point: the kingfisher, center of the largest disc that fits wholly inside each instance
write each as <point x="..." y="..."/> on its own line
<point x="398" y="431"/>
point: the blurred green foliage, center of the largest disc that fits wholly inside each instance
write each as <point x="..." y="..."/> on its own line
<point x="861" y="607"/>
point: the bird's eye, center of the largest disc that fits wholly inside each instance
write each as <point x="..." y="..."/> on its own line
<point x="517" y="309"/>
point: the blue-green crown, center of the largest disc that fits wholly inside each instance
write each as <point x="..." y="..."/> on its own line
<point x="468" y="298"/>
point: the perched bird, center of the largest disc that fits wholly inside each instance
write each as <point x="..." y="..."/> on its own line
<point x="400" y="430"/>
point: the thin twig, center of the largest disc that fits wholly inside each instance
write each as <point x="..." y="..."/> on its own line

◇ ◇ ◇ ◇ ◇

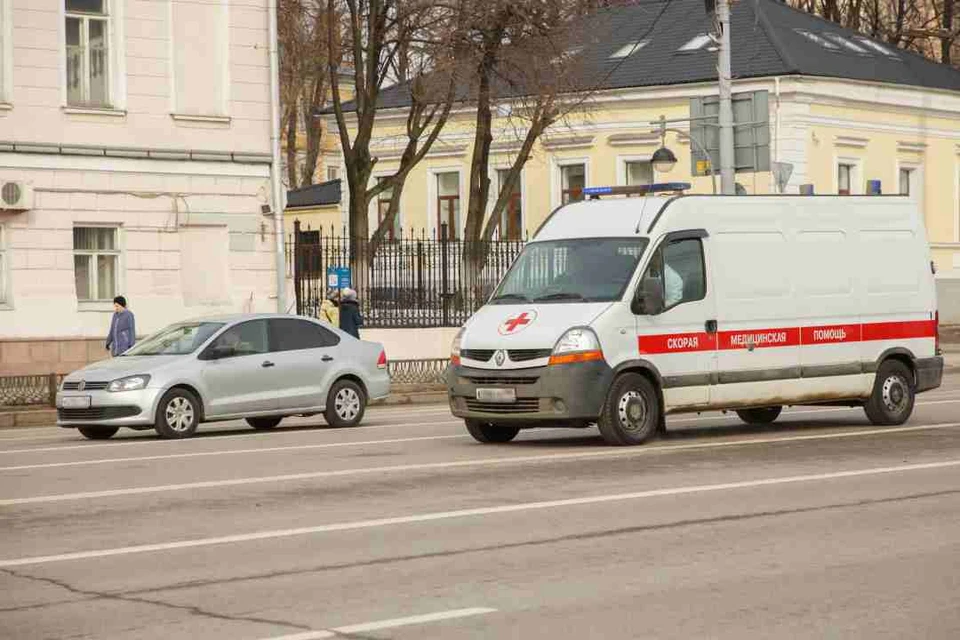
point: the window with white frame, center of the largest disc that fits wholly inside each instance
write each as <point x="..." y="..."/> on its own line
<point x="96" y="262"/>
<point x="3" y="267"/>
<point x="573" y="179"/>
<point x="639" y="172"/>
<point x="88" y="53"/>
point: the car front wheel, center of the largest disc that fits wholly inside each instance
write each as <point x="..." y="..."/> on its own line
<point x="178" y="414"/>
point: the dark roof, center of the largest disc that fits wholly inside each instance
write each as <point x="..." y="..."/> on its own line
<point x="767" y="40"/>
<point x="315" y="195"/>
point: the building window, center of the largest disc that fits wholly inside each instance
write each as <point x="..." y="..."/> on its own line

◇ ◇ ◇ ◇ ◇

→ **Task objective**: Out of the entries above, write out only the lines between the line holding "point: the kingfisher, center" and the line holding "point: the blue-green", inclusive, each exactly as given.

→ **Output of the exercise**:
point: the kingfisher, center of the largest disc that fits wholly inside each instance
write each as <point x="..." y="..."/> on its own line
<point x="398" y="431"/>
point: the blurred green foliage, center of the largest disc that fits wholly inside each instance
write each as <point x="..." y="..."/> on its own line
<point x="861" y="607"/>
point: the bird's eye, center of the largest disc that fits wholly inside each instance
write each as <point x="..." y="..."/> on its own line
<point x="517" y="309"/>
point: the blue-green crown, center of the largest disc that fits wholly inside each instance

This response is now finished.